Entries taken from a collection
——————————

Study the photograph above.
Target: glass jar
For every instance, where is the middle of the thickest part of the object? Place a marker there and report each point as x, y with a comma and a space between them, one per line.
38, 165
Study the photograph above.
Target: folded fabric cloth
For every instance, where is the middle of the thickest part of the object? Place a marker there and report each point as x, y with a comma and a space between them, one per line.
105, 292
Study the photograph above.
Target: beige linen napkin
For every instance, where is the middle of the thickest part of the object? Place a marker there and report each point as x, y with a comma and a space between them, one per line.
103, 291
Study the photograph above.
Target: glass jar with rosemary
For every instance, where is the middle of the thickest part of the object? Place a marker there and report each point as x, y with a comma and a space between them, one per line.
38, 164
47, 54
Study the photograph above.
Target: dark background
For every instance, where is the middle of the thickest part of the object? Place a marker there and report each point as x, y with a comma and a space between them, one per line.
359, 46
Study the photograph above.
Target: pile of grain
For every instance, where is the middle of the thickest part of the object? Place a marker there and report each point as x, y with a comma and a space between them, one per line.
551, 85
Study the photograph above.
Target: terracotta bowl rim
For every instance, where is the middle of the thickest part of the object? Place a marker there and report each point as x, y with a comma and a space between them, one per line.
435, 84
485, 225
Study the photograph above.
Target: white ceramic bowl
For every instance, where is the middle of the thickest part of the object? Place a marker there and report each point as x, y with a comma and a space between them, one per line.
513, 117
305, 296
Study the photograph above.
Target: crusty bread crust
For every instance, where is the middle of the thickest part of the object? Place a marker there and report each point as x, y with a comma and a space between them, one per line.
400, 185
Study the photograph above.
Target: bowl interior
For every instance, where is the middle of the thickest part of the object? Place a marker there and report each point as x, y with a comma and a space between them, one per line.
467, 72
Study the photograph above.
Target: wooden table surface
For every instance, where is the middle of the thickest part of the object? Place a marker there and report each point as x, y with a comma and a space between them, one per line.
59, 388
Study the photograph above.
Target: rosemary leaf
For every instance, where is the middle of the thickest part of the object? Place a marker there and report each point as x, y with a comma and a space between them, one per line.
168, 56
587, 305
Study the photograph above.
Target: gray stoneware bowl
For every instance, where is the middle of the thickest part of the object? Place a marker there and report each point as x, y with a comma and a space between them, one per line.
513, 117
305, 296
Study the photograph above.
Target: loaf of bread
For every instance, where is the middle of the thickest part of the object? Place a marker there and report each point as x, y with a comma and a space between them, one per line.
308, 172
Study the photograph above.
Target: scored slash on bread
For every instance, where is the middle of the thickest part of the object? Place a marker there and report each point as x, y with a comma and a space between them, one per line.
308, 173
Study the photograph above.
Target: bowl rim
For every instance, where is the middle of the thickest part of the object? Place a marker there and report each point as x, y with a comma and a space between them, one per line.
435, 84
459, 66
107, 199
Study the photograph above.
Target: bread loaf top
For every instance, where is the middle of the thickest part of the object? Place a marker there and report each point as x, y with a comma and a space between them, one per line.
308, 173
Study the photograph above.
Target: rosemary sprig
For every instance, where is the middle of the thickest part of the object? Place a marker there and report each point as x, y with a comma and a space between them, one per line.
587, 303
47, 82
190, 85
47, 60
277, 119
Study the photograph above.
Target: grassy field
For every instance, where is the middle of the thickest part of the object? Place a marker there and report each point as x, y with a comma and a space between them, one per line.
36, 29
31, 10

——————————

## What is required
Reproduce each entry exactly, leaving out nothing.

## Task result
Study the photograph above.
Target: glass jar
For every instance, where is the middle of the thickest part of the object? Place a marker there and report each point as x, y with a comma and a space between them, one per line.
38, 165
Study the photograph above.
Target: folded fabric cloth
For every instance, where is the middle of the thickest part of the object? Place a marker there and report each point as x, y with a comma and a space between them, one per line.
105, 292
Study the photograph above.
Target: beige linen napkin
For every instance, where is the middle of the thickest part of the object? Place a marker there and report each point as x, y with a comma and a space between them, one per line.
103, 291
Study the photograph above.
Target: glass jar with rosemary
For every instance, where is the middle of the thickest part of the object? Place a marker there and report each point as x, y with a comma and a space between them, one per line.
38, 164
47, 54
Study the photograph above.
Target: dark background
For every instance, where is the middle of the thickest part of the object? Place a marker there and report each point as x, y with a comma and a space between them, one per line.
359, 46
Study the photograph above.
Target: pile of grain
For every instance, where is the middle of the thickest part of the object? Place a marker there and report each point as x, y with a comma and a space between them, one per line.
551, 85
Study the photograph above.
Target: terracotta bowl rim
For every instance, where is the middle of the thickest part of the object? Place a marker there and report each point as x, y with a comma and a space between them, one per line.
435, 84
485, 225
Study the photograph above.
Target: white ceramic bowl
For every instance, where is the middle of the thickest part of the object? Place a marker there and report each point as x, y with a comma and a space between them, one per line.
513, 117
305, 296
Study the photograph above.
Target: crusty bread crust
For every instance, where is the middle of the thickest part of the object? Place a marker there and report each point as x, y with a comma and a space between them, one per line.
400, 185
Study the photograph above.
Target: bowl interior
For every instance, where is the middle of the thickest part of the object? Place a marker there and report each point as x, y with a comma and a space between them, one per line.
467, 72
Study the photograph above.
Target: wooden table surface
For every instance, where is the middle of the thickest part of the object? Place a marker there and report each point as x, y with a comma and a space between them, one per line.
59, 388
Study the photograph above.
Target: rosemary leaf
For every instance, where is the middle of the thickest part of the object? Place a marker there and report each point as x, y with a comma and a space between them, one per line.
168, 56
587, 305
Study the photograph above.
Target: gray stoneware bowl
For every instance, where is the middle of the thickest part of the object? Place a marker there and report each point as x, y with a comma and a space between them, one per line.
513, 117
305, 296
Study the photograph above.
Target: loaf of bread
For every instance, where is the middle of the thickest part of the object? Place a marker there and report each point as x, y with a comma and a space between them, one per line.
308, 172
Study the photograph above.
Target: scored slash on bread
For every instance, where is the middle of the thickest part of the object? Place a marker there and report each point as x, y with a comma and a space between them, one per line.
308, 173
Study the photograph above.
Target: bowl rim
For every instance, where is the middle of the thickest part of the object? Place a marker there and report each point as x, y with a comma and a space between them, one per line.
435, 84
459, 66
107, 199
Study the photograph above.
Target: bread loaf top
For every instance, where is the middle of the thickest part of the object? Place a marker there and report each point as x, y with a comma and a space between them, one per line.
308, 173
Study the photograph above.
Target: rosemary sprig
For every instance, where is the middle of the thickest part of the object? Place a marker there and report each point as x, y with a comma and a space between them, one per line.
587, 303
47, 82
190, 85
47, 60
277, 119
Study the photograph above.
Target: grassy field
For every instance, where is the middle of the thickest part of the object? Place a marker there and report each point as x, y with a comma and a space between them, one per line.
36, 29
31, 10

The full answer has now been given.